CLEAN REVOLUTION CASE STUDY: NEW YORK CITY
Clare Saxon Ghauri
The Climate Group
New York City’s Clean Revolution has been led by Mayor Michael R. Bloomberg, and his detailed and comprehensive sustainability plan, called PlaNYC: A Greener, Greater New York. PlaNYC’s most important initiative has been to take on a comprehensive approach to reducing energy consumption in existing buildings, leveraging the fact that New York City has control over its own construction and energy codes. Through a set of mandates that cover half of the city’s real estate, the Greener Greater Buildings Plan will cut New York’s carbon emissions – already the lowest in the United States, per capita – by at least 5%.
Few cities can rival New York’s skyline, dominated by skyscrapers and lights. The towers that define the city give it its density, its efficiency, and its architectural character. But many of them consume far more energy than necessary, due to outdated equipment, poor maintenance, and mis-matched financial incentives that leave neither tenants nor landlords eager to undertake retrofits.
Over the last four years, however, New York City has quietly and patiently been changing their sparkling skyline into an energy efficient skyline.

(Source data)
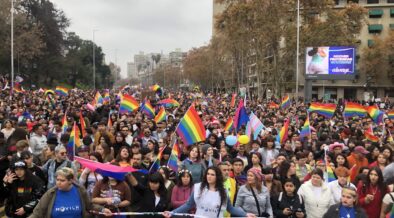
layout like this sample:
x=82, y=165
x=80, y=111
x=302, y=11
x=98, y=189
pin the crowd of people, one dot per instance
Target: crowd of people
x=261, y=178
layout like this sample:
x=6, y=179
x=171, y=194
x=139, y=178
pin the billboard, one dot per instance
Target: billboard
x=330, y=63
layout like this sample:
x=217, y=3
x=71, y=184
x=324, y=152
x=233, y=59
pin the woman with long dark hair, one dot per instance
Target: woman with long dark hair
x=340, y=161
x=371, y=192
x=183, y=189
x=113, y=194
x=193, y=164
x=123, y=157
x=287, y=170
x=154, y=196
x=210, y=198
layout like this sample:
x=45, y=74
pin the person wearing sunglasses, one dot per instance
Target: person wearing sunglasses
x=58, y=162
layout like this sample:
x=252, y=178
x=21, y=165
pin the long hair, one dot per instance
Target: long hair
x=381, y=185
x=198, y=152
x=283, y=169
x=346, y=164
x=219, y=184
x=119, y=157
x=158, y=178
x=181, y=174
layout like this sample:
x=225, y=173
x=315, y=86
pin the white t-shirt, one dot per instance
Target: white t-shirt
x=208, y=204
x=387, y=199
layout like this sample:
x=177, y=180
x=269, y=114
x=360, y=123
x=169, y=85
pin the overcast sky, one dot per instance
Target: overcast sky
x=130, y=26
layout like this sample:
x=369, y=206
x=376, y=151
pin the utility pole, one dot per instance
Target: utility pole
x=12, y=47
x=94, y=62
x=298, y=49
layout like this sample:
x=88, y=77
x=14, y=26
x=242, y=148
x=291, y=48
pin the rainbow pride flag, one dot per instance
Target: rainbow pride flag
x=306, y=130
x=107, y=98
x=156, y=164
x=49, y=91
x=285, y=102
x=273, y=105
x=155, y=87
x=354, y=109
x=98, y=99
x=375, y=113
x=370, y=136
x=109, y=123
x=128, y=104
x=168, y=102
x=233, y=98
x=282, y=135
x=62, y=91
x=161, y=116
x=229, y=124
x=64, y=123
x=83, y=124
x=17, y=89
x=147, y=109
x=73, y=142
x=390, y=115
x=326, y=110
x=330, y=174
x=174, y=157
x=190, y=128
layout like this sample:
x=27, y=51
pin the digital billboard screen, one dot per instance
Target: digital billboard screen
x=330, y=63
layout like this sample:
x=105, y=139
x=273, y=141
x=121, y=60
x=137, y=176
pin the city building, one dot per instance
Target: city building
x=380, y=20
x=131, y=70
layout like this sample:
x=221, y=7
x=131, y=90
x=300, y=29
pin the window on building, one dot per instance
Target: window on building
x=375, y=28
x=375, y=13
x=370, y=42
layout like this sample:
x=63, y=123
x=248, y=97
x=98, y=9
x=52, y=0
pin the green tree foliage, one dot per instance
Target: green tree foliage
x=262, y=34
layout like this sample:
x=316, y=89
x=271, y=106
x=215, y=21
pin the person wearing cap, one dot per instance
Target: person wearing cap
x=316, y=194
x=23, y=190
x=66, y=199
x=288, y=204
x=38, y=140
x=53, y=165
x=254, y=192
x=336, y=148
x=336, y=186
x=347, y=207
x=27, y=156
x=357, y=160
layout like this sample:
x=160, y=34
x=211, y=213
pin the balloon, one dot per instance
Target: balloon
x=243, y=139
x=231, y=140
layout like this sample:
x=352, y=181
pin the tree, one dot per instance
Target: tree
x=377, y=61
x=262, y=33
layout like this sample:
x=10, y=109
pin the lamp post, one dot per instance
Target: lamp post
x=12, y=47
x=94, y=62
x=298, y=48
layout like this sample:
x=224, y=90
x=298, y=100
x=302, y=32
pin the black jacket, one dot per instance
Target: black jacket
x=333, y=211
x=147, y=201
x=23, y=193
x=282, y=201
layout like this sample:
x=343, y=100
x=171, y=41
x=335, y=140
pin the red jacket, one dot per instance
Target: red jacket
x=373, y=208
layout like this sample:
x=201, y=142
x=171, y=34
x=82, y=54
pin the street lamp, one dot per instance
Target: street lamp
x=94, y=62
x=298, y=48
x=12, y=47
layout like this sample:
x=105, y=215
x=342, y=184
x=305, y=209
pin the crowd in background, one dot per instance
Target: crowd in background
x=259, y=178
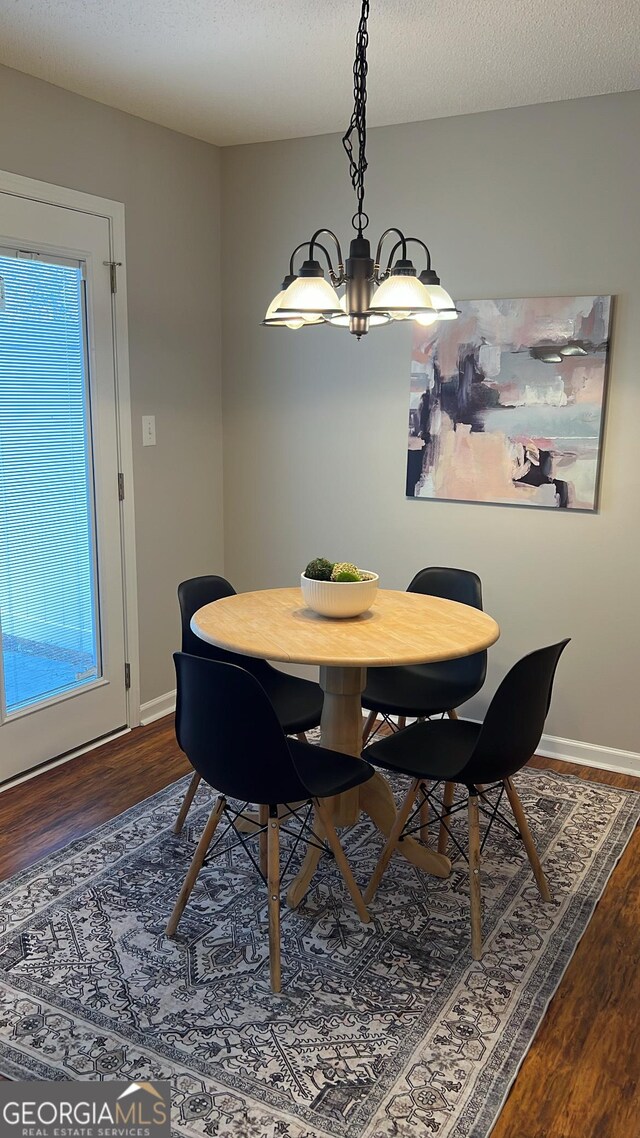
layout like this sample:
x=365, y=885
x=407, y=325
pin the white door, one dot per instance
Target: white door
x=62, y=595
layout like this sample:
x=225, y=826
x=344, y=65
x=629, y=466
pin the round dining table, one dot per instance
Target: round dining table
x=401, y=628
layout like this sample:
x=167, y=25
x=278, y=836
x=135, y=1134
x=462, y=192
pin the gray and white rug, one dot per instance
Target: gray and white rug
x=382, y=1031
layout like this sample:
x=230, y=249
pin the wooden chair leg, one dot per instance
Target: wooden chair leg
x=368, y=726
x=424, y=832
x=474, y=877
x=341, y=859
x=273, y=887
x=187, y=802
x=196, y=865
x=392, y=840
x=263, y=817
x=446, y=800
x=525, y=834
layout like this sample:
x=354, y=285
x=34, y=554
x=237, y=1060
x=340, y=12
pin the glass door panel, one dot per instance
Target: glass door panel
x=48, y=596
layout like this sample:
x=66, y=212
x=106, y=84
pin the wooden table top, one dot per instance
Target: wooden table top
x=400, y=628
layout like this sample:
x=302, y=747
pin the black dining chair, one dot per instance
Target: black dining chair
x=297, y=702
x=482, y=758
x=230, y=733
x=421, y=690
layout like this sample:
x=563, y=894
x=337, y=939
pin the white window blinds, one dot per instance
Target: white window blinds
x=48, y=593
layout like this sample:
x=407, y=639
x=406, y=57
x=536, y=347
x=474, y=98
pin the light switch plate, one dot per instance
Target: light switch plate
x=148, y=430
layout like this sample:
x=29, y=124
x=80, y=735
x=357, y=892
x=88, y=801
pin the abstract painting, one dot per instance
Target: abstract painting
x=507, y=403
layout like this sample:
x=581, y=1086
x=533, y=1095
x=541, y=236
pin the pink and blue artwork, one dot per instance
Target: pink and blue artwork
x=507, y=403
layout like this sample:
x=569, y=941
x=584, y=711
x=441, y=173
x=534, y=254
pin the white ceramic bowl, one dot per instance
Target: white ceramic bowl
x=339, y=598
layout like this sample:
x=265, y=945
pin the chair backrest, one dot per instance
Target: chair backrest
x=230, y=733
x=194, y=594
x=515, y=718
x=464, y=586
x=459, y=585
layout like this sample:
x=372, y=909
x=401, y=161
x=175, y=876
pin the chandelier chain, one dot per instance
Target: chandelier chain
x=358, y=124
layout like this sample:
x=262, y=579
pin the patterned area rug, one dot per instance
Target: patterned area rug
x=383, y=1031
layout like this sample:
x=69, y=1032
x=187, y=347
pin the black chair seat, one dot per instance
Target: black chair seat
x=429, y=689
x=418, y=690
x=325, y=772
x=231, y=734
x=436, y=751
x=297, y=702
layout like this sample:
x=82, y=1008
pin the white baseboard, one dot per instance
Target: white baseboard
x=155, y=709
x=590, y=755
x=551, y=747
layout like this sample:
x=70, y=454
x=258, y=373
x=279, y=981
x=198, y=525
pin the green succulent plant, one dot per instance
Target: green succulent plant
x=345, y=570
x=319, y=569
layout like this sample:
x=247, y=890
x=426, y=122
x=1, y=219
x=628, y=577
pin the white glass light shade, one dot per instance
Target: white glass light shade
x=375, y=320
x=401, y=296
x=292, y=320
x=442, y=302
x=310, y=295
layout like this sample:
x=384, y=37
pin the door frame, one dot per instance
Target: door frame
x=114, y=213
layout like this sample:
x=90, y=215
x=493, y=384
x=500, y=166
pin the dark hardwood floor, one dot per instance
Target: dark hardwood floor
x=582, y=1074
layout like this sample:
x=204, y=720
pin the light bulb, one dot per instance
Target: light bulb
x=275, y=319
x=403, y=297
x=310, y=295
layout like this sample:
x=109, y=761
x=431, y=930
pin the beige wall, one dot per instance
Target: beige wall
x=538, y=200
x=170, y=187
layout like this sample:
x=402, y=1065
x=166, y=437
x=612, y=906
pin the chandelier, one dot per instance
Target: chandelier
x=372, y=296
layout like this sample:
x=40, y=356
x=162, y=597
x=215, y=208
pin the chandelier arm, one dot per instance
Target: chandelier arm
x=418, y=240
x=404, y=244
x=379, y=249
x=330, y=233
x=303, y=245
x=358, y=122
x=311, y=245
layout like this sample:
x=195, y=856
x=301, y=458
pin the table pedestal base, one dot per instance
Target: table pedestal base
x=342, y=731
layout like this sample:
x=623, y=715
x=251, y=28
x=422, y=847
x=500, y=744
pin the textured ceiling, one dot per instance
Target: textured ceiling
x=245, y=71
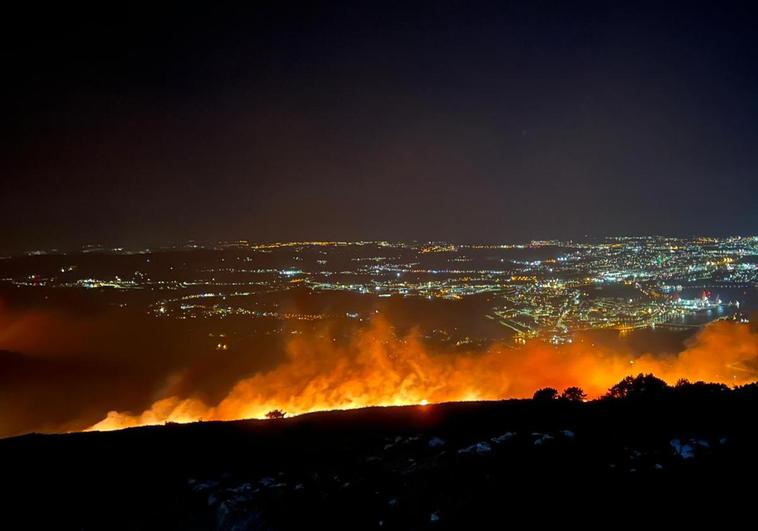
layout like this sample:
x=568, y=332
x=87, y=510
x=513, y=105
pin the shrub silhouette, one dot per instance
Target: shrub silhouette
x=642, y=385
x=545, y=394
x=574, y=394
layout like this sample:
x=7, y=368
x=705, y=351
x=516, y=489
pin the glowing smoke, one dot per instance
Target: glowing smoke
x=377, y=367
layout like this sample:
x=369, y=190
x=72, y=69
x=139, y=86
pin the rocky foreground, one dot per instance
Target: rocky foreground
x=486, y=465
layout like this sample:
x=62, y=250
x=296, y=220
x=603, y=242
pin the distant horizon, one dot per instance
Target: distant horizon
x=108, y=246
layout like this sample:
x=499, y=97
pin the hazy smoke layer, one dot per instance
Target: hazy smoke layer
x=376, y=367
x=61, y=370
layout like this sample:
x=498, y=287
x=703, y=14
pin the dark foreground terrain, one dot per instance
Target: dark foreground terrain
x=673, y=457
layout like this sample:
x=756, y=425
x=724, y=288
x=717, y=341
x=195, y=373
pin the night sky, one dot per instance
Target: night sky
x=463, y=121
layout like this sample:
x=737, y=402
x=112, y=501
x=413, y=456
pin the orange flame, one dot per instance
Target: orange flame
x=379, y=368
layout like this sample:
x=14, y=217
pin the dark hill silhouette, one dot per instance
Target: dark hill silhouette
x=659, y=453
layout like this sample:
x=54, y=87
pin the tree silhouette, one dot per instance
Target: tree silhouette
x=642, y=385
x=545, y=394
x=574, y=394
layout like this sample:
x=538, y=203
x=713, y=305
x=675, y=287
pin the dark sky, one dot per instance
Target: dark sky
x=444, y=120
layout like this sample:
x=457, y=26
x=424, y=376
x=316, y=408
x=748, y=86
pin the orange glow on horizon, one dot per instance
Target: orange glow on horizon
x=379, y=368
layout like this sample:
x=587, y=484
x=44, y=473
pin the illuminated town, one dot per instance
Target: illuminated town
x=546, y=290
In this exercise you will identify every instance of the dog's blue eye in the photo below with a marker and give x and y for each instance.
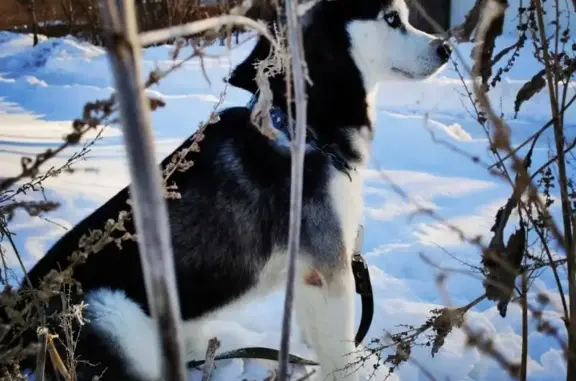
(393, 19)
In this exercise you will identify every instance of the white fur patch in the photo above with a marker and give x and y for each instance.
(128, 328)
(381, 52)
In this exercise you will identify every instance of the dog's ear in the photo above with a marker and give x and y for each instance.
(244, 75)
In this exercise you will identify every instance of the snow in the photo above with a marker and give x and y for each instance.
(43, 88)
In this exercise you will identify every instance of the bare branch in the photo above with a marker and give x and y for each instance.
(297, 173)
(146, 187)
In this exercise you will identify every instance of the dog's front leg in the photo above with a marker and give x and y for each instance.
(325, 312)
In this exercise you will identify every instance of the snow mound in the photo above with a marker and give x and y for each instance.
(46, 51)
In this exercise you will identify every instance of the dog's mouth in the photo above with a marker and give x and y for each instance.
(402, 73)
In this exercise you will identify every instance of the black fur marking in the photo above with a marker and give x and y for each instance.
(234, 209)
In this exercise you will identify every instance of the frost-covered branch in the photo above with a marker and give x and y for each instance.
(146, 188)
(296, 74)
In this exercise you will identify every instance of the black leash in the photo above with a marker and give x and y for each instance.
(363, 288)
(359, 270)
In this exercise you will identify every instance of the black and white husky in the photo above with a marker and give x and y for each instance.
(230, 227)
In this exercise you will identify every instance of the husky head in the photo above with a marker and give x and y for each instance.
(370, 37)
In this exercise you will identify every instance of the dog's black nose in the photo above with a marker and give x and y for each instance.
(444, 51)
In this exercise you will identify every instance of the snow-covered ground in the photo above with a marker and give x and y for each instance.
(43, 88)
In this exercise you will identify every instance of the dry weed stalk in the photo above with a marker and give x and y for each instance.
(55, 282)
(503, 263)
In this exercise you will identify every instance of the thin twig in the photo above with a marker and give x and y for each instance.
(213, 345)
(146, 187)
(297, 175)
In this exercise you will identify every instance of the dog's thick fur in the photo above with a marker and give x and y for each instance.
(230, 228)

Questions on the material ▸
1. Copy word for word the passage of the New York City case study that begins at the words "Few cities can" and stops after "to undertake retrofits.".
2. List the causes that the New York City case study gives for many of the city's towers consuming more energy than necessary.
The items have no connection to the New York City case study.

Solved tasks ▸
1.
Few cities can rival New York’s skyline, dominated by skyscrapers and lights. The towers that define the city give it its density, its efficiency, and its architectural character. But many of them consume far more energy than necessary, due to outdated equipment, poor maintenance, and mis-matched financial incentives that leave neither tenants nor landlords eager to undertake retrofits.

2.
- outdated equipment
- poor maintenance
- mis-matched financial incentives that leave neither tenants nor landlords eager to undertake retrofits